- [Task]:
Reproduce the passage of the post about staying on LiveJournal from "I'm just too" up to and including "more personal somehow.".

- [Quoted passage]:
========================================================================

And like [livejournal.com profile] yuki_onna, I've been here nearly a decade, and have grown close to my friends on here. I've never been able to get into the microblogging. I visit my facebook account every month whether I have anything to say not. (Usually not)
I'm just too damned verbose for that kind of limitation.

My biggest hurdle these days is finding time to post meaningful posts. Work ties up so much of my time now. And while I've added a couple comms that eat into my available time frame, there's a ready built "Journals Only" filter that I use when I just want to catch up.

I find that people who actually leave LJ end up not getting read as regulalry. Perhaps I'm just old, but it's difficult to find the time to go search out my friends who have left for their own blogs elsewhere. But that's just convenience. There's a bit of an emotional response when people move elsewhere too, and it's even worse when they're NOT bloggers with massive followings like Ursula. It seems more personal somehow.

========================================================================

- [Extracted material]:
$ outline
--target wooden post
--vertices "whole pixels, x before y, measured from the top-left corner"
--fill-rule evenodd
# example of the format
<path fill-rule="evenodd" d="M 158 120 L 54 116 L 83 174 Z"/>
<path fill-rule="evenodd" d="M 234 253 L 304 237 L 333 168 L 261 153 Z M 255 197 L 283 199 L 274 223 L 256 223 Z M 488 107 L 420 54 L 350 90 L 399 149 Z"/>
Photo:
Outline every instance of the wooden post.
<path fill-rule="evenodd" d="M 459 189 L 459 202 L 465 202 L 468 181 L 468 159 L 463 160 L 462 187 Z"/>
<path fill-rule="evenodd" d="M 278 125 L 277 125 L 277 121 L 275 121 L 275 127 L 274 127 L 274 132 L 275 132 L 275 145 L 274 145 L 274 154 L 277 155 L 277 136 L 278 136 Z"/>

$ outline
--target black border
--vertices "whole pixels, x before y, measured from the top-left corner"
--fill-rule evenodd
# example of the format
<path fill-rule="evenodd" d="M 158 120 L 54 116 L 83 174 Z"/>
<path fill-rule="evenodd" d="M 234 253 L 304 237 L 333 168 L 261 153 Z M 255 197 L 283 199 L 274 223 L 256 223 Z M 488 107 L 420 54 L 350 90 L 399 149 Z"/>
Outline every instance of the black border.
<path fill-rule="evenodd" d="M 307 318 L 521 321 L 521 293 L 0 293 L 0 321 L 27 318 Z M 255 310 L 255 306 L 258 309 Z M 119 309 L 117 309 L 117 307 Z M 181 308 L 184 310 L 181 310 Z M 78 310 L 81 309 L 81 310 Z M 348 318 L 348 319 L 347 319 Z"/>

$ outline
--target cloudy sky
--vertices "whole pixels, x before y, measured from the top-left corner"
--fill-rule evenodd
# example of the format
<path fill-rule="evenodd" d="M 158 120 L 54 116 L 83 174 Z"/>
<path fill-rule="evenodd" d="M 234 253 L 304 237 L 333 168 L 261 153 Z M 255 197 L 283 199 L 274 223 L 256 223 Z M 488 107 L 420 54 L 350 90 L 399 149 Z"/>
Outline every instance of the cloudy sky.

========================================================================

- [Result of this exercise]:
I'm just too damned verbose for that kind of limitation.

My biggest hurdle these days is finding time to post meaningful posts. Work ties up so much of my time now. And while I've added a couple comms that eat into my available time frame, there's a ready built "Journals Only" filter that I use when I just want to catch up.

I find that people who actually leave LJ end up not getting read as regulalry. Perhaps I'm just old, but it's difficult to find the time to go search out my friends who have left for their own blogs elsewhere. But that's just convenience. There's a bit of an emotional response when people move elsewhere too, and it's even worse when they're NOT bloggers with massive followings like Ursula. It seems more personal somehow.